TEXT EXCERPT:
● ● ● ●

Published on Wednesday, January 22, 2003 by the Boston Globe
The King They Still Won't Talk About
by Derrick Jackson

PRESIDENTS AND presidential hopefuls delivered a kitchen sink of a
Martin Luther King Jr. over the weekend. Democratic candidates talked
about King in the context of Trent Lott, Judge Charles Pickering,
Michigan's affirmative action case, AIDS, criminal justice, schools,
economic disparities, voting, the Confederate flag, and Africa.

Senator John Kerry of Masschusetts said, ''It's time for all of us to
apply the same sense of consciousness, the same guts, the same
determination, and the same impatience to change America for the
better.'' Senator John Edwards of North Carolina said, ''Leadership is
more than photo ops with black children.'' Senator Joseph Lieberman of
Connecticut called King a ''modern-day Moses.''

On the Republican side, President Bush, fresh from throwing bricks at
African-Americans with his stance against affirmative action and his
renomination of Pickering, the softie for a cross burner, found a
forgiving black church in suburban Washington from which to speak in
tongues, issuing such snoozers as, ''There is still a need for us to
hear the words of Martin Luther King.''

By keeping things very black and very parochial (neither Kerry nor
Gephardt reportedly spoke about affirmative action in Iowa last
weekend), some of the universal and universally challenging words of
King were easily passed over by Bush and trod over lightly by most of
his potential Democratic rivals. All the issues they raised are
important, but the chances of addressing any of them will dwindle
precipitously if the nation launches a resource-draining war against
Iraq. Bush is rushing toward it. The majority of the announced
Democratic candidates, including Kerry, Lieberman, Edwards, and Dick
Gephardt, voted for Bush's war.

● ● ● ●

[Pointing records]
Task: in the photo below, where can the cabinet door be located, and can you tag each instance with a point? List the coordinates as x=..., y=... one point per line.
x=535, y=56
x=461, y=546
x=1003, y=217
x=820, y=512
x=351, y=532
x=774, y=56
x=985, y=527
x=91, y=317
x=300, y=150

● ● ● ●

PROBLEM 1:
In the Boston Globe column, which senator called King a "modern-day Moses"?
PROBLEM 2:
Mark each statement yes or no against the Boston Globe column, quoting the words that settle it: (a) Bush spoke at a black church in suburban Washington. (b) Kerry reportedly spoke about affirmative action in Iowa. (c) Edwards voted against Bush's war.

TASK RESULT 1:
Senator Joseph Lieberman of Connecticut.

TASK RESULT 2:
(a) Yes: "found a forgiving black church in suburban Washington"
(b) No: "neither Kerry nor Gephardt reportedly spoke about affirmative action in Iowa last weekend"
(c) No: "The majority of the announced Democratic candidates, including Kerry, Lieberman, Edwards, and Dick Gephardt, voted for Bush's war."